Exercise goal => Give a verbatim repeat of the lines that run from the line containing "Query: golden light on water" to the end of the data below.

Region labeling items
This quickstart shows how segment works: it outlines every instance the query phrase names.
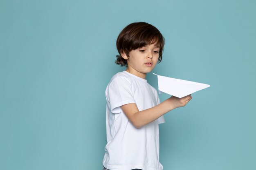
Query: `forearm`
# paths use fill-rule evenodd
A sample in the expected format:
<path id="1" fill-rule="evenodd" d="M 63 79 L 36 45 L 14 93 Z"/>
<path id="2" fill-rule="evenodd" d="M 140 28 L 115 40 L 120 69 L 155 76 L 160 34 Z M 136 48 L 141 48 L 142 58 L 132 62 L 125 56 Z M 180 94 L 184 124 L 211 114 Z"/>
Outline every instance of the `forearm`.
<path id="1" fill-rule="evenodd" d="M 154 107 L 135 113 L 132 117 L 132 123 L 135 127 L 140 128 L 175 108 L 171 101 L 168 99 Z"/>
<path id="2" fill-rule="evenodd" d="M 190 95 L 181 98 L 173 96 L 154 107 L 140 111 L 135 103 L 126 104 L 121 107 L 134 126 L 140 128 L 172 110 L 185 106 L 191 99 Z"/>

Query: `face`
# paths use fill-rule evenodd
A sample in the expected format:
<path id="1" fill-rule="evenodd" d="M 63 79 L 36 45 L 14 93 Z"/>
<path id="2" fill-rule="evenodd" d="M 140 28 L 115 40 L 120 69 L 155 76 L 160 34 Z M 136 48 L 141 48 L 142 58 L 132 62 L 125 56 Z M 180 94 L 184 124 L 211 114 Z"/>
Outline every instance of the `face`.
<path id="1" fill-rule="evenodd" d="M 156 65 L 159 50 L 159 46 L 152 44 L 131 51 L 129 57 L 122 53 L 122 57 L 127 61 L 126 71 L 145 79 L 146 74 L 151 71 Z"/>

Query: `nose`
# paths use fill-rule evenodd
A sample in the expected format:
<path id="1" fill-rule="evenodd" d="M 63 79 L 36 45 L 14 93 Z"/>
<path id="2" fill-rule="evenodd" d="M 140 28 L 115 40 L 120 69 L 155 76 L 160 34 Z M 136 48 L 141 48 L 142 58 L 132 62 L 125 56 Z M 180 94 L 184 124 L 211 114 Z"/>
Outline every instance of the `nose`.
<path id="1" fill-rule="evenodd" d="M 153 58 L 153 54 L 151 52 L 149 52 L 148 54 L 148 58 L 152 59 Z"/>

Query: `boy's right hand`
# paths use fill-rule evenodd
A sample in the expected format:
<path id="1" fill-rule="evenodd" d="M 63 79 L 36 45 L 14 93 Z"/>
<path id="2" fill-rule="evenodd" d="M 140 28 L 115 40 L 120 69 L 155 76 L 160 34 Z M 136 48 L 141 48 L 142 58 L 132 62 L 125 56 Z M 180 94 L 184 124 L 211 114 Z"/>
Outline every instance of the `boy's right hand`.
<path id="1" fill-rule="evenodd" d="M 178 107 L 184 106 L 192 98 L 192 97 L 191 96 L 191 95 L 189 95 L 180 98 L 172 96 L 168 99 L 168 100 L 169 100 L 170 102 L 171 102 L 171 104 L 173 107 L 173 108 L 174 109 Z"/>

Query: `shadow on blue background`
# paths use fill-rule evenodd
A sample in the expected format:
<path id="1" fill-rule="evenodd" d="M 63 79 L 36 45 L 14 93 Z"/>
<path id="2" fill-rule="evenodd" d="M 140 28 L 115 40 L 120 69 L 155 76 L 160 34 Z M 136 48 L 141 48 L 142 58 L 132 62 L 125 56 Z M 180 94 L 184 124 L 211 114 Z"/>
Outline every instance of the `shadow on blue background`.
<path id="1" fill-rule="evenodd" d="M 165 170 L 256 169 L 254 1 L 0 1 L 0 169 L 101 169 L 105 89 L 128 24 L 165 37 L 161 75 L 210 84 L 160 125 Z M 156 77 L 148 82 L 156 88 Z M 169 97 L 161 95 L 162 101 Z"/>

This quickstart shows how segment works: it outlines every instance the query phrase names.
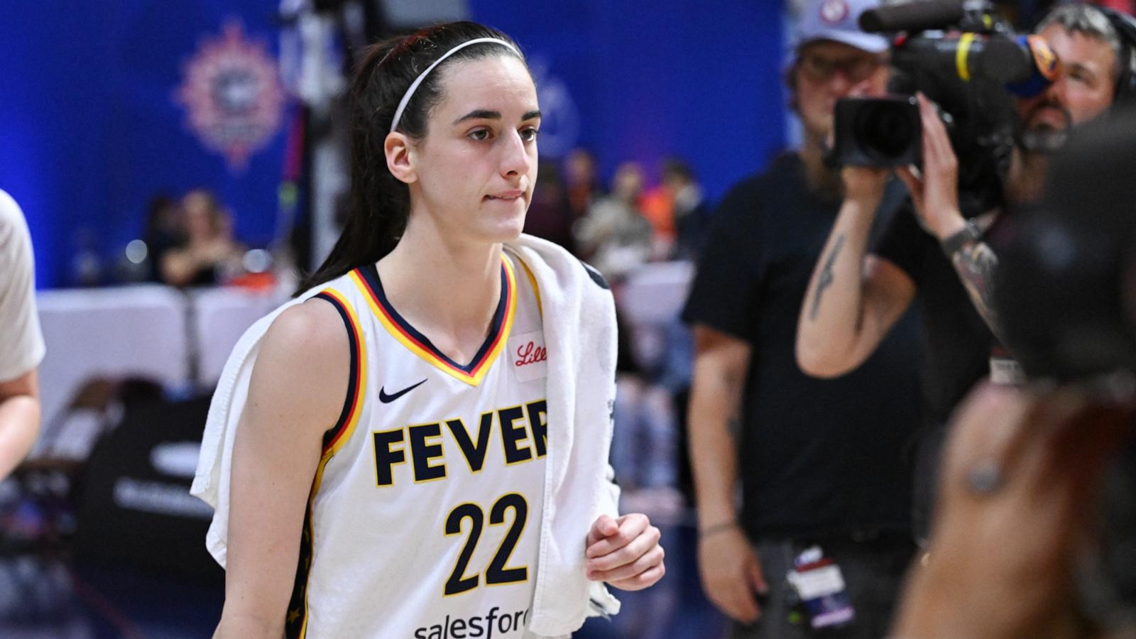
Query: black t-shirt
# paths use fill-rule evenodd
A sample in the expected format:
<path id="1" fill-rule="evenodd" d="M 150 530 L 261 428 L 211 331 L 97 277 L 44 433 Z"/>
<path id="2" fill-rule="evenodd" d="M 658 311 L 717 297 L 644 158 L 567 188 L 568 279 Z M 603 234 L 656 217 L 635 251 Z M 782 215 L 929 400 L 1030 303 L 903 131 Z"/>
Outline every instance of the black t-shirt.
<path id="1" fill-rule="evenodd" d="M 914 281 L 926 338 L 928 417 L 943 425 L 975 383 L 989 374 L 994 335 L 975 310 L 938 241 L 919 226 L 908 200 L 872 251 Z"/>
<path id="2" fill-rule="evenodd" d="M 902 189 L 889 189 L 882 210 L 902 199 Z M 752 346 L 738 468 L 742 522 L 754 538 L 902 531 L 910 522 L 916 318 L 901 320 L 840 379 L 813 379 L 796 365 L 797 314 L 838 208 L 808 189 L 796 155 L 741 182 L 715 215 L 683 310 L 687 323 Z"/>

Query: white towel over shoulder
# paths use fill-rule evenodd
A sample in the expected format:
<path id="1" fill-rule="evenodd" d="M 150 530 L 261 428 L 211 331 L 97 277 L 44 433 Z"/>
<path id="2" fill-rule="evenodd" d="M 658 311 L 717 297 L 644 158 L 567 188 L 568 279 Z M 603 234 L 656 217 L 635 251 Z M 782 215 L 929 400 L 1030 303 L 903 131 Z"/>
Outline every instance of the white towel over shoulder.
<path id="1" fill-rule="evenodd" d="M 575 632 L 587 616 L 615 614 L 619 601 L 585 576 L 587 531 L 601 514 L 615 516 L 619 489 L 611 481 L 611 407 L 616 397 L 616 312 L 599 273 L 562 248 L 521 235 L 506 244 L 532 271 L 541 292 L 548 348 L 549 453 L 533 616 L 540 636 Z M 191 492 L 214 507 L 206 546 L 224 566 L 233 441 L 248 397 L 260 340 L 285 308 L 319 292 L 306 291 L 253 324 L 222 373 L 201 442 Z"/>

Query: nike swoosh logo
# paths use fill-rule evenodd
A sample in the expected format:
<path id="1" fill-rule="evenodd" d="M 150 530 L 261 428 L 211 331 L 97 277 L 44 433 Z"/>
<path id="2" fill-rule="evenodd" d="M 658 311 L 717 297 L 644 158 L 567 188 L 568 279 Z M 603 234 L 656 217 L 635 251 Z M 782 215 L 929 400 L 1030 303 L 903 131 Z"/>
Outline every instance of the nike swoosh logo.
<path id="1" fill-rule="evenodd" d="M 395 393 L 392 393 L 392 395 L 386 395 L 386 391 L 383 388 L 379 388 L 378 389 L 378 400 L 382 401 L 383 404 L 390 404 L 390 403 L 394 401 L 395 399 L 402 397 L 403 395 L 407 395 L 408 392 L 415 390 L 416 388 L 418 388 L 418 387 L 420 387 L 420 385 L 423 385 L 425 383 L 426 383 L 426 380 L 423 380 L 423 381 L 418 382 L 417 384 L 409 385 L 409 387 L 400 390 L 399 392 L 395 392 Z"/>

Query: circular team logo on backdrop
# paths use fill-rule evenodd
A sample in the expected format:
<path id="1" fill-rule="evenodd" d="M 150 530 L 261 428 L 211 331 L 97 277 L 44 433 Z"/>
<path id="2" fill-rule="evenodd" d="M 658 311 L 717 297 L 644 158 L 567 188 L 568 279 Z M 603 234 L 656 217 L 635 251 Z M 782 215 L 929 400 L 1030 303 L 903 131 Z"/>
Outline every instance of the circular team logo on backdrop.
<path id="1" fill-rule="evenodd" d="M 276 61 L 262 42 L 245 39 L 229 20 L 219 38 L 204 39 L 182 68 L 177 101 L 207 149 L 225 156 L 231 171 L 248 166 L 281 128 L 284 90 Z"/>
<path id="2" fill-rule="evenodd" d="M 549 73 L 548 61 L 534 57 L 529 68 L 536 80 L 536 100 L 541 105 L 541 155 L 559 158 L 579 140 L 579 109 L 568 85 Z"/>
<path id="3" fill-rule="evenodd" d="M 820 5 L 820 19 L 836 24 L 849 15 L 849 6 L 844 0 L 828 0 Z"/>

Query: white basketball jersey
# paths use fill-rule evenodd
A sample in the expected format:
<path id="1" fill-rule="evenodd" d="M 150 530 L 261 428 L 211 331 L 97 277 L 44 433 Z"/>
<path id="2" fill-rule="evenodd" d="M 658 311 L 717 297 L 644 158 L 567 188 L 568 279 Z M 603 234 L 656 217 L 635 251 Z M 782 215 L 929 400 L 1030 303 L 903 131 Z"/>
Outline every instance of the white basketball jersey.
<path id="1" fill-rule="evenodd" d="M 351 376 L 324 438 L 287 636 L 519 638 L 536 579 L 548 420 L 540 292 L 508 256 L 471 363 L 386 300 L 374 265 L 325 285 Z"/>

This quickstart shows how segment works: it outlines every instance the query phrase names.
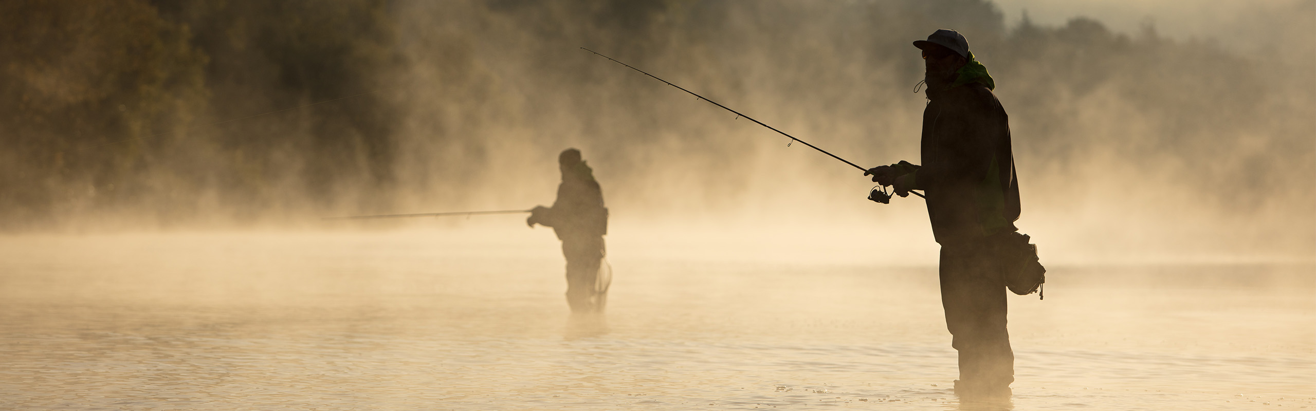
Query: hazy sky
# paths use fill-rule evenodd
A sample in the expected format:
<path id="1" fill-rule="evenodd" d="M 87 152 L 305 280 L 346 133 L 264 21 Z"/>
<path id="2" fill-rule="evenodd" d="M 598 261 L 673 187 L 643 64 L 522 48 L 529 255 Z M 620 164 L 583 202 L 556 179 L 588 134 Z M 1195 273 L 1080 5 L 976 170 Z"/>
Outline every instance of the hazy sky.
<path id="1" fill-rule="evenodd" d="M 1216 38 L 1238 50 L 1253 50 L 1258 43 L 1284 34 L 1273 24 L 1278 9 L 1312 0 L 995 0 L 1015 25 L 1026 12 L 1042 25 L 1062 25 L 1070 18 L 1092 17 L 1112 30 L 1137 33 L 1152 22 L 1162 36 L 1175 40 Z M 1283 16 L 1287 18 L 1300 18 Z M 1311 16 L 1307 16 L 1311 18 Z M 1308 33 L 1308 36 L 1316 36 Z M 1280 40 L 1282 41 L 1282 40 Z"/>

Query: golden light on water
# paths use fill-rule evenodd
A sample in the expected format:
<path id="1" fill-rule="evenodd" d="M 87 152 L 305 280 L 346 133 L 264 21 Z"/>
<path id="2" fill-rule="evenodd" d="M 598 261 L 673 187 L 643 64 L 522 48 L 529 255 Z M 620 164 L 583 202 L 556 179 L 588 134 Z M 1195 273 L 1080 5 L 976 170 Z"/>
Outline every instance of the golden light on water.
<path id="1" fill-rule="evenodd" d="M 1316 407 L 1316 3 L 1198 8 L 7 3 L 0 408 Z M 921 199 L 579 50 L 879 165 L 937 28 L 1048 267 L 1008 400 L 950 390 Z M 569 146 L 601 317 L 525 215 L 321 220 L 549 204 Z"/>

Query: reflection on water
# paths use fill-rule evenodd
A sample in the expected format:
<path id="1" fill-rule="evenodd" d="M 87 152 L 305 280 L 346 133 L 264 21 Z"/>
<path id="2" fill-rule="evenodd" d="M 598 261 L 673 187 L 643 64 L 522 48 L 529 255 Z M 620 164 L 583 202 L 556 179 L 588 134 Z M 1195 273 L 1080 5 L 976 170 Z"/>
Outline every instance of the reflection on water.
<path id="1" fill-rule="evenodd" d="M 1316 407 L 1311 266 L 1050 267 L 1013 398 L 961 403 L 933 267 L 612 244 L 607 316 L 571 317 L 551 241 L 3 237 L 0 408 Z"/>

Complete response =>
Query: golden light on water
# paths use fill-rule evenodd
A sample in the expected format:
<path id="1" fill-rule="evenodd" d="M 87 152 L 305 280 L 346 133 L 264 21 Z"/>
<path id="2" fill-rule="evenodd" d="M 598 261 L 673 187 L 643 64 L 522 48 L 529 255 Z M 620 164 L 583 202 L 556 179 L 588 134 Z M 1195 273 L 1080 5 L 976 170 Z"/>
Outline every instance of the golden light on water.
<path id="1" fill-rule="evenodd" d="M 1316 407 L 1316 3 L 1198 8 L 7 3 L 0 408 Z M 921 199 L 579 50 L 879 165 L 937 28 L 1048 267 L 1008 400 L 950 390 Z M 569 146 L 601 317 L 525 215 L 321 220 L 549 204 Z"/>

Query: reflection on water
# paths use fill-rule evenodd
A sample in the expected format:
<path id="1" fill-rule="evenodd" d="M 87 152 L 305 280 L 346 133 L 264 21 Z"/>
<path id="2" fill-rule="evenodd" d="M 598 261 L 673 187 L 643 64 L 522 48 L 529 255 Z M 620 164 L 583 202 L 556 179 L 588 134 Z M 1195 273 L 1080 5 L 976 170 Z"/>
Outline every instance of the reflection on water.
<path id="1" fill-rule="evenodd" d="M 1316 407 L 1311 266 L 1050 267 L 1013 398 L 961 403 L 933 267 L 612 244 L 607 316 L 571 317 L 551 241 L 3 237 L 0 408 Z"/>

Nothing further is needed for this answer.